### Passage shown:
— Start —

Re the recent question at when are modal dialogs truly necessary?. WHY are modal dialog boxes evil? Is it because people don't read them anyway? Because they are often implemented so poorly? Something else?
About half of the answers so far are addressing the flaws of confirmation dialogs, not of modal dialogs. While the vast majority of confirmation dialogs are modal, this does not mean that the two terms are synonymous.
A modal dialog is one which puts the program into a specific mode and does not allow you to do anything which doesn't correspond to that mode while it is open. In the most common implementation, this means you can't access any other windows.
This is evil.
Consider an address book application. Suppose you have an existing person in the address book and you wish to add their roommate.
If the "add person" dialog is non-modal, you can flip back and forth between the old record and the new one copying and pasting your data.
If the "add person" dialog is modal, you can't do anything with the old record while the add dialog is open. You can select something to copy before selecting "add", but just one thing. Everything else has to be manually retyped.
On rare occasions, you run into something which truly must be done in one piece without allowing the user to diverge from that task until it is complete. Modal dialogs are appropriate for such cases. But these cases are very rare! Which is basically the point of the other thread referenced by this question.
People don't read them, and that's a good thing. You want people to form habits around your UI, but having an important choice in popup is just going to make the user hit OK.

— End —

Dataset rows
— Start —

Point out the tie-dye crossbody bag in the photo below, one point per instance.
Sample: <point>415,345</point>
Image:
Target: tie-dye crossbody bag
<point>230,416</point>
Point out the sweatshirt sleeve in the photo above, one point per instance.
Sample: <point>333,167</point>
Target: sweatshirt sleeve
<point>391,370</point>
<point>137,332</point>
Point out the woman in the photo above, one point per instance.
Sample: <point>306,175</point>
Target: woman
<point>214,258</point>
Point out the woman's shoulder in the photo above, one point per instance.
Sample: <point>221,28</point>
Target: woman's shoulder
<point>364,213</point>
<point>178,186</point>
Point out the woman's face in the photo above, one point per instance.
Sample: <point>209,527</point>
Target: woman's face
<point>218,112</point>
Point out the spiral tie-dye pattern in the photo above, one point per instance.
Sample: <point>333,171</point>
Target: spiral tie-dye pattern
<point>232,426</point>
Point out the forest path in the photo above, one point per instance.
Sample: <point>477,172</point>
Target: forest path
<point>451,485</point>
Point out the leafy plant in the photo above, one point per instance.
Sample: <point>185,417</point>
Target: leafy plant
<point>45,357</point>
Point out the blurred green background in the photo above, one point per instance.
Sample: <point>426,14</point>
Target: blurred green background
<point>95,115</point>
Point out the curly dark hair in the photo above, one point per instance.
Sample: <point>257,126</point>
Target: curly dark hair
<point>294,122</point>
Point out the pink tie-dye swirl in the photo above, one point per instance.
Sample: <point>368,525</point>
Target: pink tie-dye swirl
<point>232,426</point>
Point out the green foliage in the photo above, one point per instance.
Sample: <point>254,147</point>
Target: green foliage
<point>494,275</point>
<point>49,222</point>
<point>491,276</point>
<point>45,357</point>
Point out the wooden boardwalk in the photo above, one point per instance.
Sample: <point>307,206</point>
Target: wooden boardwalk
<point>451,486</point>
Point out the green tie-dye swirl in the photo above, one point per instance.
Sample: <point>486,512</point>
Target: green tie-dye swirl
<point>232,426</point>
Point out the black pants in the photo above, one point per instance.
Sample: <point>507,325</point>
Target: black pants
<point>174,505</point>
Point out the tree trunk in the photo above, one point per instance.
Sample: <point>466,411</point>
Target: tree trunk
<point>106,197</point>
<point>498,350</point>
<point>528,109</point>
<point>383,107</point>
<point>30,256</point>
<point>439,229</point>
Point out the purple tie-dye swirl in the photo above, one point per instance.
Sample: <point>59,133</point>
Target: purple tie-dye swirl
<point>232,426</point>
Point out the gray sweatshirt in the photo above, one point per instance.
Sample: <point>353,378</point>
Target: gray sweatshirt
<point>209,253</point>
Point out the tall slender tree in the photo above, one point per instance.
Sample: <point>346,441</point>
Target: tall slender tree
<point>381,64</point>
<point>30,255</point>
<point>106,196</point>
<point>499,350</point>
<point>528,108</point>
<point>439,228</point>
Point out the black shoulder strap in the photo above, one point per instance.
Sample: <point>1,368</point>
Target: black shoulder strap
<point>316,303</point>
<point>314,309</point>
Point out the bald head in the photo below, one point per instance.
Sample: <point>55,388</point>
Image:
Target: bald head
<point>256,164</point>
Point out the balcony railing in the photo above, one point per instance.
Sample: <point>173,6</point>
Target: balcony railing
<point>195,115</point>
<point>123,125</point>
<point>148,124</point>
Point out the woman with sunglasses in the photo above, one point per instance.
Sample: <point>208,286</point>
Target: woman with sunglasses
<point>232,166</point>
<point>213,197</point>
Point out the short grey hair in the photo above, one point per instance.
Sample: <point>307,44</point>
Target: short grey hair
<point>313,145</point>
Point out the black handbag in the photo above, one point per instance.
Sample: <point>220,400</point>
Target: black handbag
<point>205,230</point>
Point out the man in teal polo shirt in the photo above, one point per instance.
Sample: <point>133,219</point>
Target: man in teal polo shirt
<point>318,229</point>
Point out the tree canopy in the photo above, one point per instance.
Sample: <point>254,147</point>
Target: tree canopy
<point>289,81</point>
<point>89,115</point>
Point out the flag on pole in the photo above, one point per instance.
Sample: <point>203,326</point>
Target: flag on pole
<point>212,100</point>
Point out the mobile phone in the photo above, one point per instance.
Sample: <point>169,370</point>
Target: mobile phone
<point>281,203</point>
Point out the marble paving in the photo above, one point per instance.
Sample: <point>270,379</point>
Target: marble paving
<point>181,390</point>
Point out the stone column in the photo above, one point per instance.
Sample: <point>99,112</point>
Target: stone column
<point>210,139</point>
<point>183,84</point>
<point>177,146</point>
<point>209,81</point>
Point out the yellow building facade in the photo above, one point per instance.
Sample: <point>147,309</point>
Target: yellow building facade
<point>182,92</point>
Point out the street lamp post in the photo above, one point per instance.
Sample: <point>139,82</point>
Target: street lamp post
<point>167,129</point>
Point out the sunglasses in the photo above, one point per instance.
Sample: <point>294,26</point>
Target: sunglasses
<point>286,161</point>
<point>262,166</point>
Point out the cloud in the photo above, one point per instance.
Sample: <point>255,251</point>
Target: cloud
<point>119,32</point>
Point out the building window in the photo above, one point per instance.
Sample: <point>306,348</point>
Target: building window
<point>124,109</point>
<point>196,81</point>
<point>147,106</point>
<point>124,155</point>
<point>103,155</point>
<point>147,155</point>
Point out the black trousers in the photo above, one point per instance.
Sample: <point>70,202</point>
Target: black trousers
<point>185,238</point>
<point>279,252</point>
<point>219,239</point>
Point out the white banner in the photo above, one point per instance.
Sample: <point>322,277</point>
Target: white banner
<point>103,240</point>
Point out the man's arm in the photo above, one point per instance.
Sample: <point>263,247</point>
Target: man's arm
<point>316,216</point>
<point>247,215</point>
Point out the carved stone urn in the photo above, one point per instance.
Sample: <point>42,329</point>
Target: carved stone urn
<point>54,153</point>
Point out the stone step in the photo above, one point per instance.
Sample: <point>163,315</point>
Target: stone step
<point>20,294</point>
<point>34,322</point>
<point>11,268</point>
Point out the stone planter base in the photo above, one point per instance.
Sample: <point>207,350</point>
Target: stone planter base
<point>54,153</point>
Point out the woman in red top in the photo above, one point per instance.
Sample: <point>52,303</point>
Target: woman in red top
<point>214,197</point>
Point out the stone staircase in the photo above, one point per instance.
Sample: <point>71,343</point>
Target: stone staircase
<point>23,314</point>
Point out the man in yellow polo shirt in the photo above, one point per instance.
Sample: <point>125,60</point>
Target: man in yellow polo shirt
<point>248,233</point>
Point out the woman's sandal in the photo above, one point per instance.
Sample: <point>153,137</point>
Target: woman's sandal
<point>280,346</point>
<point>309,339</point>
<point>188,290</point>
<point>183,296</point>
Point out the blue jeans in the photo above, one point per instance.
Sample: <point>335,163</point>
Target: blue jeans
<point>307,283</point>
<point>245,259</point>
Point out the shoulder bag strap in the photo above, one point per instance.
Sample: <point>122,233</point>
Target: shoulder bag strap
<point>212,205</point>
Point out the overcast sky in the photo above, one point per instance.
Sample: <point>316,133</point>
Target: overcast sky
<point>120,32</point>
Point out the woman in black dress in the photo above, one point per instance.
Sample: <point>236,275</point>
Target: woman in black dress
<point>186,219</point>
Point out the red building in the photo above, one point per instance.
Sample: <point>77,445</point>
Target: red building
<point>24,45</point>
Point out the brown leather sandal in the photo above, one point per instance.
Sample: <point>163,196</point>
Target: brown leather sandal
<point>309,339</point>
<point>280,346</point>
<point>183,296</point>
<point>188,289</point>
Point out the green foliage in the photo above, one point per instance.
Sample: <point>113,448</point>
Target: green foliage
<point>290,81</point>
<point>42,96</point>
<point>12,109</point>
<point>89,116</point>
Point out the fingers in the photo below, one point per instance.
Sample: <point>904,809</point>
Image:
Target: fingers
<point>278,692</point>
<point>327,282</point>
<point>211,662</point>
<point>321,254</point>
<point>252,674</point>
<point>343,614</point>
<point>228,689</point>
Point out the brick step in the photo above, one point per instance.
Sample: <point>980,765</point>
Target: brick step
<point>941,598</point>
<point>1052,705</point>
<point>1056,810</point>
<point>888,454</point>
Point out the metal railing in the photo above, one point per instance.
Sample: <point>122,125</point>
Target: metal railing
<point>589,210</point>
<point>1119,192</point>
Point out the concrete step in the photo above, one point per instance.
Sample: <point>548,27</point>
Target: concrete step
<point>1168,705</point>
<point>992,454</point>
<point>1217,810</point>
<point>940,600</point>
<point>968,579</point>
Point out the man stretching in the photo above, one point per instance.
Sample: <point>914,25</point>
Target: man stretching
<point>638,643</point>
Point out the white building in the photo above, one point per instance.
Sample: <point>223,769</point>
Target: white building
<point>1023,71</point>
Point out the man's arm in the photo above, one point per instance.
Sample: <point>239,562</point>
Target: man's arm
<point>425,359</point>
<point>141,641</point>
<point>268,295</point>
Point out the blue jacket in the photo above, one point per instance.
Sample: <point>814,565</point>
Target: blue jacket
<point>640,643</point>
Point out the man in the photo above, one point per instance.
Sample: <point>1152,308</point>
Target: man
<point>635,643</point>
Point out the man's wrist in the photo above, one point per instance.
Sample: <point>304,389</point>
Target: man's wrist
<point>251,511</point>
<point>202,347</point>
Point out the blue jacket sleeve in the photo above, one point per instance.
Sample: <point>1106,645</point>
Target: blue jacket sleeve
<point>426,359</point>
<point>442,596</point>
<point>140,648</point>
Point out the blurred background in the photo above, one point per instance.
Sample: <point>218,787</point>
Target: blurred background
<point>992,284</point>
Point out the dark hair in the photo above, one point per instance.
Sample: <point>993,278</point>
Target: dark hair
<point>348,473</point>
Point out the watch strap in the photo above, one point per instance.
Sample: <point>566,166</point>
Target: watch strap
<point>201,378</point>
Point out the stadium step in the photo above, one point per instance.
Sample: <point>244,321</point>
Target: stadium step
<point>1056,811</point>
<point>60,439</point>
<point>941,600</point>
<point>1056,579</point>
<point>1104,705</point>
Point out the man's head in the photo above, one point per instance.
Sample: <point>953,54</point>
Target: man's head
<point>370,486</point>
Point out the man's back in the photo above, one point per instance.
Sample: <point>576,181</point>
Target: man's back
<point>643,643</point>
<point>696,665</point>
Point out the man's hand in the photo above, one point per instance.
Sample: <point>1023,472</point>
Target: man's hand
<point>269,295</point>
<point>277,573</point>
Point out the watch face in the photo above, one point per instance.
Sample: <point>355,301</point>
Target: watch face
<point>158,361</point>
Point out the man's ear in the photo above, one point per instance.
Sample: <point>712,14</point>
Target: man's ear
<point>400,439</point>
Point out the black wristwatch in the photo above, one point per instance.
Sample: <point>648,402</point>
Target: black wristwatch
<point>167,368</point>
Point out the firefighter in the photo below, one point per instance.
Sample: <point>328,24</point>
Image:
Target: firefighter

— End —

### What to produce:
Return the whole discussion of modal dialogs above, word for word.

### Correct output:
Re the recent question at when are modal dialogs truly necessary?. WHY are modal dialog boxes evil? Is it because people don't read them anyway? Because they are often implemented so poorly? Something else?
About half of the answers so far are addressing the flaws of confirmation dialogs, not of modal dialogs. While the vast majority of confirmation dialogs are modal, this does not mean that the two terms are synonymous.
A modal dialog is one which puts the program into a specific mode and does not allow you to do anything which doesn't correspond to that mode while it is open. In the most common implementation, this means you can't access any other windows.
This is evil.
Consider an address book application. Suppose you have an existing person in the address book and you wish to add their roommate.
If the "add person" dialog is non-modal, you can flip back and forth between the old record and the new one copying and pasting your data.
If the "add person" dialog is modal, you can't do anything with the old record while the add dialog is open. You can select something to copy before selecting "add", but just one thing. Everything else has to be manually retyped.
On rare occasions, you run into something which truly must be done in one piece without allowing the user to diverge from that task until it is complete. Modal dialogs are appropriate for such cases. But these cases are very rare! Which is basically the point of the other thread referenced by this question.
People don't read them, and that's a good thing. You want people to form habits around your UI, but having an important choice in popup is just going to make the user hit OK.